[STATED EXERCISE 1]:
Using the forum thread on test vector formats below, mark each statement yes or no, and back each answer with the deciding words from the thread, quoted verbatim. (a) The opening post treats the proposed change as high priority. (b) The opening post suggests converting the format from arrays to objects with key/value mappings. (c) The later comment argues that an official schema is necessary.
[STATED EXERCISE 2]:
According to the forum thread on test vector formats below, why would it make more sense to list transactions as native JSON rather than hex? Answer in one to three sentences.
[STATED EXERCISE 3]:
Pick up the forum thread on test vector formats below after its last sentence and extend it.

[TEXT PROVIDED]:
☆ ☆ ☆

Brainstorm: Improving Test Vector Formats #22957

JeremyRubin commented at 6:00 PM on September 12, 2021: contributor

I've been doing a lot of work recently in the data/*.json test vectors and have noticed that the format of the tests (both the jsons themselves and how they are processed) is a bit brittle and clumsy. It might be worthwhile -- although a mild inconvenience to downstream consumers who depend on the specific format -- to convert the format from arrays to objects with key/value mappings instead.

Extending the test vectors ends up being a bit of a chore, especially if the number of optional arguments grows and you need to insert a default value. It's also somewhat bizzare that transactions are defined as hex txs, it might make more sense to list the transactions as native JSONs (if a bit more verbose) as hex strings make the format harder to read. Going for JSON encoded transactions would make it easier to see what a specific test is doing, and would permit nicer auto-formatting of test vectors. There are also other test areas I noticed are missing, such as lockpoint declarations for used TXIDs, which could be beneficial for testing nSequence/nLockTime in transactions as well.

I don't think it's particularly high priority, but perhaps someone has an interest in working on this!

maflcko added the label Brainstorming on May 12, 2022

maflcko added the label Tests on May 12, 2022

david-bakin commented at 3:38 AM on July 18, 2022: contributor

I find it confusing actually - esp. as there's no documentation except the test code on what the format of any particular file is - and some files use more than one format! I'm not saying an official schema is necessary - but a table - in the test source code - would be nice.

☆ ☆ ☆

[Region labeling records]:
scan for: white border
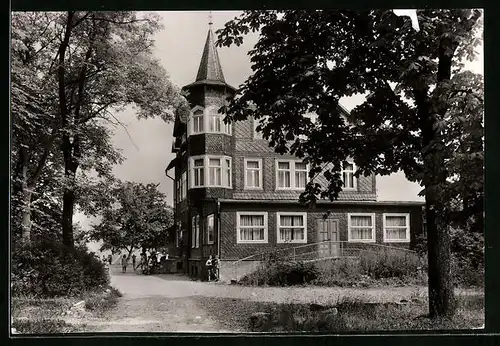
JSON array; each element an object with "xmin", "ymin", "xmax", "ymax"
[
  {"xmin": 236, "ymin": 211, "xmax": 269, "ymax": 244},
  {"xmin": 243, "ymin": 157, "xmax": 264, "ymax": 190},
  {"xmin": 382, "ymin": 213, "xmax": 410, "ymax": 243},
  {"xmin": 276, "ymin": 211, "xmax": 308, "ymax": 244}
]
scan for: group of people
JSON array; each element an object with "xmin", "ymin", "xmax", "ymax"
[{"xmin": 205, "ymin": 255, "xmax": 220, "ymax": 281}]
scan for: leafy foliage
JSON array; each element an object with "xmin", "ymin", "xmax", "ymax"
[
  {"xmin": 12, "ymin": 11, "xmax": 185, "ymax": 246},
  {"xmin": 89, "ymin": 182, "xmax": 173, "ymax": 253}
]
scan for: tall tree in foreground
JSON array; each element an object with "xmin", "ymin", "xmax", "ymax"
[
  {"xmin": 89, "ymin": 182, "xmax": 173, "ymax": 255},
  {"xmin": 12, "ymin": 11, "xmax": 188, "ymax": 247},
  {"xmin": 218, "ymin": 10, "xmax": 483, "ymax": 317}
]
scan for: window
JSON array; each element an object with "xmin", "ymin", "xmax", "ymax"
[
  {"xmin": 383, "ymin": 214, "xmax": 410, "ymax": 243},
  {"xmin": 207, "ymin": 214, "xmax": 214, "ymax": 244},
  {"xmin": 189, "ymin": 155, "xmax": 232, "ymax": 188},
  {"xmin": 236, "ymin": 212, "xmax": 267, "ymax": 244},
  {"xmin": 208, "ymin": 159, "xmax": 222, "ymax": 186},
  {"xmin": 208, "ymin": 110, "xmax": 222, "ymax": 132},
  {"xmin": 245, "ymin": 159, "xmax": 262, "ymax": 189},
  {"xmin": 347, "ymin": 214, "xmax": 375, "ymax": 242},
  {"xmin": 193, "ymin": 159, "xmax": 205, "ymax": 187},
  {"xmin": 192, "ymin": 109, "xmax": 203, "ymax": 133},
  {"xmin": 341, "ymin": 162, "xmax": 356, "ymax": 190},
  {"xmin": 295, "ymin": 162, "xmax": 307, "ymax": 189},
  {"xmin": 191, "ymin": 215, "xmax": 200, "ymax": 248},
  {"xmin": 191, "ymin": 216, "xmax": 196, "ymax": 248},
  {"xmin": 276, "ymin": 212, "xmax": 307, "ymax": 243},
  {"xmin": 175, "ymin": 180, "xmax": 181, "ymax": 203},
  {"xmin": 181, "ymin": 171, "xmax": 187, "ymax": 200},
  {"xmin": 276, "ymin": 160, "xmax": 308, "ymax": 190}
]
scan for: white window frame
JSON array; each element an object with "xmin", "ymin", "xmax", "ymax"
[
  {"xmin": 191, "ymin": 216, "xmax": 196, "ymax": 249},
  {"xmin": 187, "ymin": 106, "xmax": 206, "ymax": 136},
  {"xmin": 382, "ymin": 213, "xmax": 410, "ymax": 243},
  {"xmin": 189, "ymin": 156, "xmax": 208, "ymax": 188},
  {"xmin": 206, "ymin": 214, "xmax": 215, "ymax": 245},
  {"xmin": 243, "ymin": 157, "xmax": 263, "ymax": 190},
  {"xmin": 347, "ymin": 213, "xmax": 377, "ymax": 243},
  {"xmin": 180, "ymin": 171, "xmax": 187, "ymax": 201},
  {"xmin": 236, "ymin": 211, "xmax": 269, "ymax": 244},
  {"xmin": 276, "ymin": 211, "xmax": 308, "ymax": 244},
  {"xmin": 207, "ymin": 157, "xmax": 224, "ymax": 186},
  {"xmin": 275, "ymin": 159, "xmax": 309, "ymax": 191},
  {"xmin": 188, "ymin": 155, "xmax": 233, "ymax": 189},
  {"xmin": 340, "ymin": 160, "xmax": 358, "ymax": 191}
]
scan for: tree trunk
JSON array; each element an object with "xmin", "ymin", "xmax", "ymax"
[{"xmin": 21, "ymin": 187, "xmax": 33, "ymax": 243}]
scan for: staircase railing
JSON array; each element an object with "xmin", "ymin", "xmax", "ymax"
[{"xmin": 232, "ymin": 241, "xmax": 420, "ymax": 280}]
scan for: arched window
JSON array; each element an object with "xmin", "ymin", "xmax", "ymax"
[{"xmin": 192, "ymin": 109, "xmax": 203, "ymax": 133}]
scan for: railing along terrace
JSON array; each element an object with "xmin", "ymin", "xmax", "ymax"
[{"xmin": 233, "ymin": 241, "xmax": 422, "ymax": 280}]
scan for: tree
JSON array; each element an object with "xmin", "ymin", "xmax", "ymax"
[
  {"xmin": 217, "ymin": 10, "xmax": 483, "ymax": 317},
  {"xmin": 12, "ymin": 11, "xmax": 185, "ymax": 247},
  {"xmin": 89, "ymin": 182, "xmax": 173, "ymax": 256}
]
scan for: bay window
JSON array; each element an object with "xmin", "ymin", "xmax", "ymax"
[
  {"xmin": 206, "ymin": 214, "xmax": 215, "ymax": 244},
  {"xmin": 189, "ymin": 155, "xmax": 232, "ymax": 188},
  {"xmin": 276, "ymin": 160, "xmax": 308, "ymax": 190},
  {"xmin": 347, "ymin": 213, "xmax": 375, "ymax": 242},
  {"xmin": 236, "ymin": 212, "xmax": 268, "ymax": 244},
  {"xmin": 341, "ymin": 162, "xmax": 356, "ymax": 190},
  {"xmin": 276, "ymin": 212, "xmax": 307, "ymax": 243},
  {"xmin": 244, "ymin": 159, "xmax": 262, "ymax": 189},
  {"xmin": 383, "ymin": 213, "xmax": 410, "ymax": 243}
]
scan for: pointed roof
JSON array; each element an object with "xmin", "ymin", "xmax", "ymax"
[
  {"xmin": 196, "ymin": 25, "xmax": 226, "ymax": 83},
  {"xmin": 184, "ymin": 20, "xmax": 236, "ymax": 91}
]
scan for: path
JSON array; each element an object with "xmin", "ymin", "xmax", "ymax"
[{"xmin": 84, "ymin": 267, "xmax": 482, "ymax": 332}]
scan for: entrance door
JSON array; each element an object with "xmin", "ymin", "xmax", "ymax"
[{"xmin": 317, "ymin": 218, "xmax": 340, "ymax": 258}]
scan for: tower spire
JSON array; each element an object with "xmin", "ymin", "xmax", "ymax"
[{"xmin": 196, "ymin": 11, "xmax": 226, "ymax": 83}]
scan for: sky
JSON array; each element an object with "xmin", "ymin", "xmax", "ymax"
[{"xmin": 75, "ymin": 11, "xmax": 483, "ymax": 232}]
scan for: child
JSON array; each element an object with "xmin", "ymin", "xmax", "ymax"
[
  {"xmin": 213, "ymin": 255, "xmax": 220, "ymax": 281},
  {"xmin": 205, "ymin": 255, "xmax": 213, "ymax": 282},
  {"xmin": 122, "ymin": 255, "xmax": 128, "ymax": 273}
]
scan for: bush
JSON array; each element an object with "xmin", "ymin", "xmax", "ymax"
[{"xmin": 11, "ymin": 241, "xmax": 109, "ymax": 297}]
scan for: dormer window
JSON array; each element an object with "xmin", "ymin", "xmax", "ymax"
[
  {"xmin": 188, "ymin": 106, "xmax": 232, "ymax": 135},
  {"xmin": 341, "ymin": 161, "xmax": 356, "ymax": 190},
  {"xmin": 192, "ymin": 109, "xmax": 203, "ymax": 133}
]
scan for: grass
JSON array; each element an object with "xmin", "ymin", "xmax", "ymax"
[
  {"xmin": 198, "ymin": 294, "xmax": 484, "ymax": 333},
  {"xmin": 11, "ymin": 288, "xmax": 121, "ymax": 334}
]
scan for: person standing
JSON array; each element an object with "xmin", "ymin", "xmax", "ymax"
[
  {"xmin": 122, "ymin": 255, "xmax": 128, "ymax": 273},
  {"xmin": 132, "ymin": 254, "xmax": 137, "ymax": 271}
]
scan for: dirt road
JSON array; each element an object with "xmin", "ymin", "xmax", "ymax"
[{"xmin": 85, "ymin": 267, "xmax": 480, "ymax": 332}]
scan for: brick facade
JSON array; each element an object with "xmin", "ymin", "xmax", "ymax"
[{"xmin": 167, "ymin": 24, "xmax": 422, "ymax": 276}]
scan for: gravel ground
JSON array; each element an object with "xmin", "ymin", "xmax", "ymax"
[{"xmin": 82, "ymin": 268, "xmax": 477, "ymax": 332}]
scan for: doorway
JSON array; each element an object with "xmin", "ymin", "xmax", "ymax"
[{"xmin": 316, "ymin": 218, "xmax": 340, "ymax": 258}]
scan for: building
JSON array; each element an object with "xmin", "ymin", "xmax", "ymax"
[{"xmin": 166, "ymin": 22, "xmax": 422, "ymax": 282}]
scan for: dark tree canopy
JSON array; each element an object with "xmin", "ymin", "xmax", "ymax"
[{"xmin": 218, "ymin": 9, "xmax": 483, "ymax": 316}]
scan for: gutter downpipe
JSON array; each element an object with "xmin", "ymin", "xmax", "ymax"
[{"xmin": 217, "ymin": 198, "xmax": 221, "ymax": 260}]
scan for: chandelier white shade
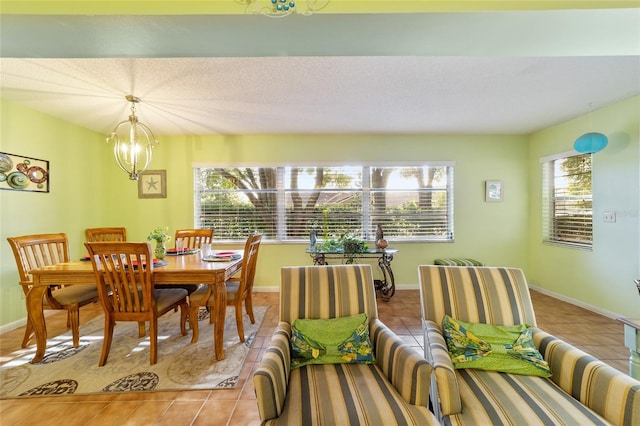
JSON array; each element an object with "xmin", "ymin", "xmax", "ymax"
[{"xmin": 107, "ymin": 95, "xmax": 158, "ymax": 180}]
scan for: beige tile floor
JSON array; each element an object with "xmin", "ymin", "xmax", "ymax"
[{"xmin": 0, "ymin": 290, "xmax": 629, "ymax": 426}]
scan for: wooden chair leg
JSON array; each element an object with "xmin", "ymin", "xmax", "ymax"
[
  {"xmin": 22, "ymin": 318, "xmax": 33, "ymax": 348},
  {"xmin": 189, "ymin": 305, "xmax": 200, "ymax": 343},
  {"xmin": 236, "ymin": 301, "xmax": 244, "ymax": 343},
  {"xmin": 180, "ymin": 303, "xmax": 188, "ymax": 336},
  {"xmin": 149, "ymin": 318, "xmax": 158, "ymax": 365},
  {"xmin": 67, "ymin": 305, "xmax": 80, "ymax": 348},
  {"xmin": 244, "ymin": 293, "xmax": 256, "ymax": 324},
  {"xmin": 98, "ymin": 315, "xmax": 115, "ymax": 367}
]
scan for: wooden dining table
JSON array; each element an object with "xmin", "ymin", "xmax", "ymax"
[{"xmin": 26, "ymin": 250, "xmax": 243, "ymax": 363}]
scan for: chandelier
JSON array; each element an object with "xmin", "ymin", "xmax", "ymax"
[
  {"xmin": 107, "ymin": 95, "xmax": 158, "ymax": 180},
  {"xmin": 237, "ymin": 0, "xmax": 330, "ymax": 18}
]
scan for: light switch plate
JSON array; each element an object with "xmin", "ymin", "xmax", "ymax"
[{"xmin": 603, "ymin": 211, "xmax": 616, "ymax": 223}]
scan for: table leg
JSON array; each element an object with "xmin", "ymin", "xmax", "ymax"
[
  {"xmin": 211, "ymin": 282, "xmax": 227, "ymax": 361},
  {"xmin": 376, "ymin": 254, "xmax": 396, "ymax": 302},
  {"xmin": 27, "ymin": 286, "xmax": 47, "ymax": 364}
]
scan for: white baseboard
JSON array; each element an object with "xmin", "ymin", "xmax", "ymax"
[
  {"xmin": 253, "ymin": 283, "xmax": 420, "ymax": 293},
  {"xmin": 529, "ymin": 283, "xmax": 624, "ymax": 319}
]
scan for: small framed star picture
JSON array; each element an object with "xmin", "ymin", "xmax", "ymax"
[{"xmin": 138, "ymin": 170, "xmax": 167, "ymax": 198}]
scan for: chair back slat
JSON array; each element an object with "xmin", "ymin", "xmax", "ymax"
[
  {"xmin": 85, "ymin": 227, "xmax": 127, "ymax": 242},
  {"xmin": 238, "ymin": 234, "xmax": 262, "ymax": 300},
  {"xmin": 7, "ymin": 233, "xmax": 69, "ymax": 290},
  {"xmin": 174, "ymin": 229, "xmax": 213, "ymax": 249},
  {"xmin": 418, "ymin": 265, "xmax": 536, "ymax": 326},
  {"xmin": 85, "ymin": 242, "xmax": 154, "ymax": 321},
  {"xmin": 280, "ymin": 265, "xmax": 378, "ymax": 324}
]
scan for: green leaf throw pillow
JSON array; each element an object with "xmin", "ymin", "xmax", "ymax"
[
  {"xmin": 291, "ymin": 313, "xmax": 376, "ymax": 368},
  {"xmin": 442, "ymin": 315, "xmax": 551, "ymax": 377}
]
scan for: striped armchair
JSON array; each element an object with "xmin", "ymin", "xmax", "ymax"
[
  {"xmin": 418, "ymin": 265, "xmax": 640, "ymax": 426},
  {"xmin": 253, "ymin": 265, "xmax": 438, "ymax": 426}
]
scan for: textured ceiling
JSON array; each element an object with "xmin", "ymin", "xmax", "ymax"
[{"xmin": 0, "ymin": 9, "xmax": 640, "ymax": 135}]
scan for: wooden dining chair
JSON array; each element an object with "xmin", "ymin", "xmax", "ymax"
[
  {"xmin": 189, "ymin": 234, "xmax": 262, "ymax": 343},
  {"xmin": 85, "ymin": 242, "xmax": 189, "ymax": 366},
  {"xmin": 174, "ymin": 229, "xmax": 213, "ymax": 249},
  {"xmin": 85, "ymin": 228, "xmax": 127, "ymax": 243},
  {"xmin": 7, "ymin": 233, "xmax": 98, "ymax": 348}
]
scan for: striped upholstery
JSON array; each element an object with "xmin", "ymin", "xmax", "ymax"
[
  {"xmin": 253, "ymin": 265, "xmax": 438, "ymax": 425},
  {"xmin": 418, "ymin": 265, "xmax": 640, "ymax": 426},
  {"xmin": 433, "ymin": 257, "xmax": 483, "ymax": 266}
]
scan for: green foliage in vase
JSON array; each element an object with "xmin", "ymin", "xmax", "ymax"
[
  {"xmin": 318, "ymin": 233, "xmax": 369, "ymax": 263},
  {"xmin": 147, "ymin": 226, "xmax": 171, "ymax": 243}
]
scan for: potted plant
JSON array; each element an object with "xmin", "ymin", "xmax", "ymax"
[{"xmin": 147, "ymin": 226, "xmax": 171, "ymax": 259}]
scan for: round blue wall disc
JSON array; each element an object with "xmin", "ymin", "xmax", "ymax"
[{"xmin": 573, "ymin": 133, "xmax": 609, "ymax": 154}]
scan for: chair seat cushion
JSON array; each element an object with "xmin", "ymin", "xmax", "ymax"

☆ ☆ ☆

[WRITTEN ANSWER 1]:
(a) No: "I don't think it's particularly high priority"
(b) Yes: "to convert the format from arrays to objects with key/value mappings instead"
(c) No: "I'm not saying an official schema is necessary"

[WRITTEN ANSWER 2]:
Hex strings make the format harder to read. JSON-encoded transactions would make it easier to see what a specific test is doing and would allow nicer auto-formatting of test vectors.

[WRITTEN ANSWER 3]:
Plus, and this has bothered me - each test vector has only exactly the data needed for the particular test it is used in at the particular time the test was written even though when generating the test vectors more data was available. That additional data could be used, later, to enhance the tests using them or to provide new tests, with additional validation on the same test vectors. Which would be nice. What I'm suggesting here is that as long as you're going to the trouble to generate useful correct test vectors drop all relevant information into the JSON for that test vector so that subsequent tests - that you haven't envisioned - can be more easily written. (Oh, and another use for the additional data: developers investigating bitcoin techniques and algorithms (i.e., learning it, getting better understanding, thinking/trying enhancements) will have a useful data set with which to work in ways the test author, who is generating the test vectors, hasn't envisioned for the tests being written.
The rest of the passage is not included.